Re: Rule of law

Reviewing the TOS[1] I always find interesting,

Yet essentially, the issue remains including but not exclusive to service
operators / device vendors, et.al.

Whilst I entirely agree, accountability is v.important for law-enforcement,
and, I'm not American, don't get to vote in the US, so, I prefer local
context that enables me to lobby for changes to law should that be
necessary; rule of law, kinda needs to be supported...

The identifiers in this case include particular FBI representatives on
particular machines carrying out particular tasks for a particular case,
with particular court approvals, on a particular phone that has an array of
other identifiers both identifying that Phone to be unique, and that it is
indeed associated to the court-order related suspect (person).

So, IMHO, there's enough keys there to make those old films scenes of the
two keys turned simultaneously to launch the weapon, whether in submarine
or otherwise, look kinda antiquated.

You could put additional requirements, like sensor requirements - it needs
to see a specially encoded 2d barcode, within a particular GPS location,
etc. etc.

It's not all or nothing, and any president would want it that way I
imagine. We all want phones that don't get hacked, but we are subject to
rule of law for which we are all accountable, no matter who we work for or
what we do. Isn't that the theory?

I also note, online child sexual exploitation law enforcement teams
locally, apparently couldn't use semantic / image analytics to
automatically flag content. If Interpol made that capability available,
would you allow processing for specific use? Perhaps if the gov issue them
a credential to including specified capabilities for which citizens have a
right to fair trial / court / access to justice, etc.

Is it Apple, Facebook, Google who that makes the decision about how image
processing can be used? Do you need to send them your blood sample to have
it checked? What ads do you get after you've got your blood tested?
Insurance offers the same?
_ _ _ _
■ **Short exercise a**
In the rule-of-law post, copy the part that opens with the words containing "The identifiers in" and closes with "look kinda antiquated.", substituting "police" for "FBI".
The records that follow have no connection to the rule-of-law post.
_ _ _ _
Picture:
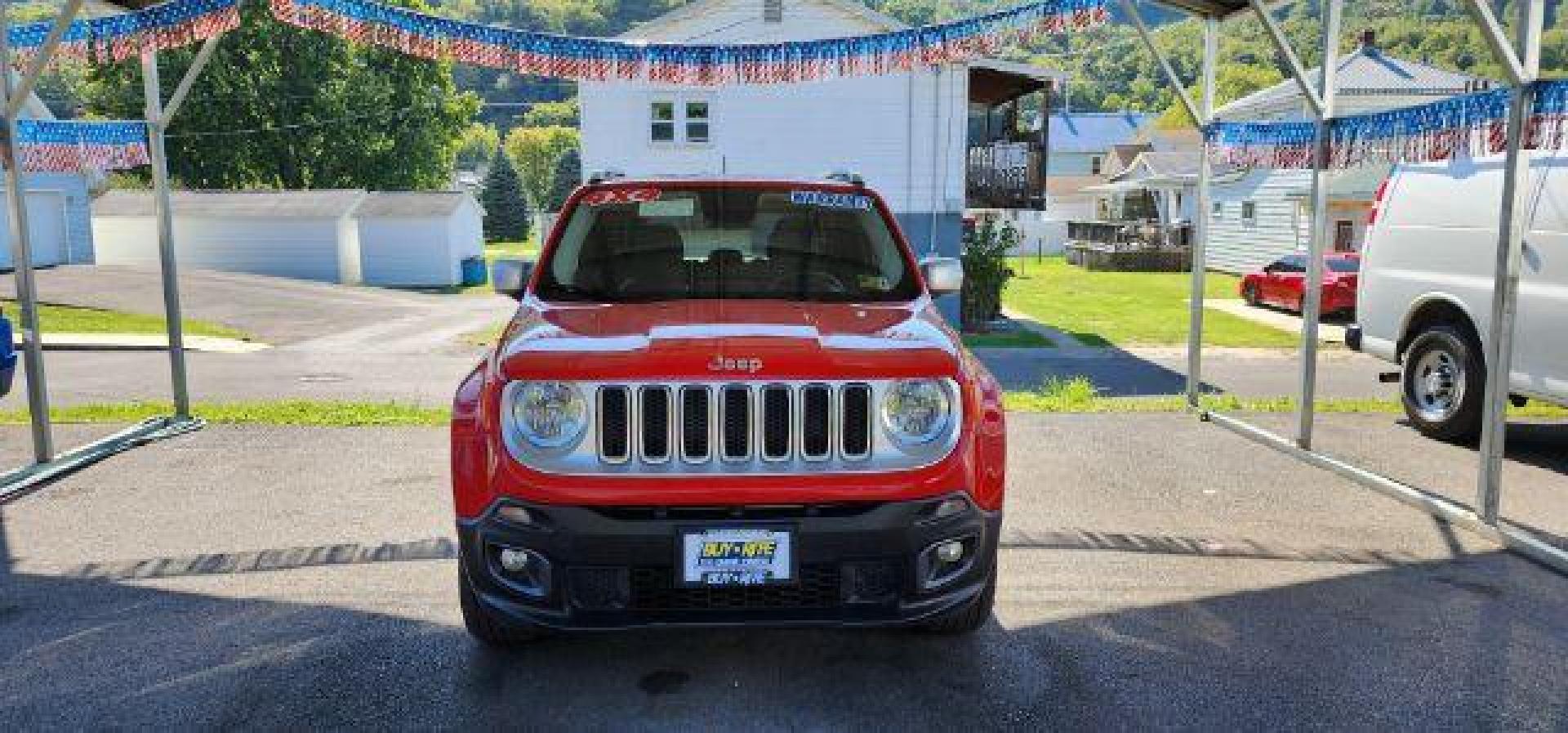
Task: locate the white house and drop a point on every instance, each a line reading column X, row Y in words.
column 333, row 236
column 905, row 132
column 59, row 217
column 1263, row 214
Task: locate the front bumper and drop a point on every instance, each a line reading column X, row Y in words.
column 617, row 567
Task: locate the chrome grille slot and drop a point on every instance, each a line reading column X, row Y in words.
column 855, row 421
column 654, row 415
column 615, row 424
column 777, row 421
column 697, row 424
column 734, row 413
column 783, row 427
column 816, row 421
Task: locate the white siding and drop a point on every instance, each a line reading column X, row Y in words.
column 47, row 228
column 289, row 248
column 1278, row 228
column 903, row 132
column 407, row 252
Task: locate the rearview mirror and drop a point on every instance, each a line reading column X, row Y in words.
column 942, row 275
column 510, row 277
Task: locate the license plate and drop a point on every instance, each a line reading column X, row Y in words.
column 737, row 556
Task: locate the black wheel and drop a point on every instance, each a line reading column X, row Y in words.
column 1443, row 383
column 485, row 625
column 968, row 617
column 1252, row 296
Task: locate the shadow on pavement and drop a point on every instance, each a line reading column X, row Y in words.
column 1472, row 642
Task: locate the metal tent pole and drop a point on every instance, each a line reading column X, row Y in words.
column 20, row 237
column 1313, row 303
column 1200, row 244
column 1201, row 114
column 1526, row 68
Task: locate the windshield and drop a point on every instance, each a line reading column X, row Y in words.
column 702, row 244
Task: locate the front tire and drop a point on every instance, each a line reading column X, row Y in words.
column 1443, row 383
column 483, row 625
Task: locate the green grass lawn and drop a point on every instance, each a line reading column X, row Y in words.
column 1128, row 310
column 74, row 319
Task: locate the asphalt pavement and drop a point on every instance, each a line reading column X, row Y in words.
column 1156, row 574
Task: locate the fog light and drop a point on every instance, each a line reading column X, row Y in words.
column 516, row 515
column 516, row 561
column 951, row 507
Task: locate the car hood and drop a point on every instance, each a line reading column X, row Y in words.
column 714, row 339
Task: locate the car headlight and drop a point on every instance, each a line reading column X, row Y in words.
column 548, row 413
column 916, row 412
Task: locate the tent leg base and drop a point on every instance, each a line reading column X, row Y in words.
column 25, row 480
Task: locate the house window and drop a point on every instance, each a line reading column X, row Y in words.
column 684, row 121
column 1344, row 236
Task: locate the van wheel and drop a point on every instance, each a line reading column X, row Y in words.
column 1445, row 383
column 482, row 623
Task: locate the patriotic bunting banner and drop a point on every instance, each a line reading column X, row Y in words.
column 1470, row 124
column 117, row 38
column 68, row 146
column 599, row 60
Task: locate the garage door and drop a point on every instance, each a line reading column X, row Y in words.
column 46, row 220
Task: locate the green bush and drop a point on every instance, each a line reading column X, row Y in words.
column 985, row 272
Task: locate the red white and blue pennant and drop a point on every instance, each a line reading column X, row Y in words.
column 601, row 60
column 1463, row 126
column 127, row 35
column 68, row 146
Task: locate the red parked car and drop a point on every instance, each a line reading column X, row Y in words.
column 1283, row 283
column 726, row 402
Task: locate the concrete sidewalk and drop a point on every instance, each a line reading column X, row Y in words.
column 1156, row 574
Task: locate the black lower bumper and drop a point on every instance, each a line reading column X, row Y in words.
column 617, row 567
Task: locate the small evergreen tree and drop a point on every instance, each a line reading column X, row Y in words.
column 506, row 206
column 568, row 177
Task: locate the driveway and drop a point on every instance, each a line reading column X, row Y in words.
column 1156, row 574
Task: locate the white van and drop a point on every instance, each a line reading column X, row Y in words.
column 1428, row 278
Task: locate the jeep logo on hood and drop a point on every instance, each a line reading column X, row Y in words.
column 748, row 364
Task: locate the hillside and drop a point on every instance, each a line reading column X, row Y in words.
column 1111, row 71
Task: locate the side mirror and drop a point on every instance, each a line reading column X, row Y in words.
column 510, row 277
column 942, row 275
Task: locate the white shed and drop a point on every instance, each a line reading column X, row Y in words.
column 332, row 236
column 419, row 237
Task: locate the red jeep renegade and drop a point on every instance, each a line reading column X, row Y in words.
column 726, row 402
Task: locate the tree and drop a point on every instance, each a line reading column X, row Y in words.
_ _ _ _
■ **Short exercise b**
Write out the records from their beginning through the line that contains "column 1252, row 296", including both ends and omitting the pictures.

■ **Correct response a**
The identifiers in this case include particular police representatives on
particular machines carrying out particular tasks for a particular case,
with particular court approvals, on a particular phone that has an array of
other identifiers both identifying that Phone to be unique, and that it is
indeed associated to the court-order related suspect (person).

So, IMHO, there's enough keys there to make those old films scenes of the
two keys turned simultaneously to launch the weapon, whether in submarine
or otherwise, look kinda antiquated.

■ **Correct response b**
Picture:
Task: locate the white house and drop a point on every instance, each a line reading column X, row Y in words.
column 333, row 236
column 905, row 132
column 59, row 217
column 1263, row 214
Task: locate the front bumper and drop a point on every instance, each a line reading column X, row Y in words.
column 617, row 567
Task: locate the chrome grille slot and drop a point on every instance, each a line reading column X, row Y in words.
column 855, row 421
column 654, row 415
column 615, row 424
column 777, row 421
column 697, row 424
column 734, row 413
column 783, row 427
column 816, row 421
Task: locate the white siding and drop a point on every instance, each a line reading column X, row Y in words.
column 47, row 228
column 289, row 248
column 1278, row 228
column 903, row 132
column 407, row 252
Task: locate the rearview mirror and drop a point on every instance, each a line reading column X, row Y in words.
column 942, row 275
column 510, row 277
Task: locate the license plate and drop a point on every instance, each a line reading column X, row Y in words.
column 737, row 556
Task: locate the black wheel and drop a point on every instance, each a line reading column X, row Y in words.
column 1443, row 383
column 485, row 625
column 968, row 617
column 1252, row 296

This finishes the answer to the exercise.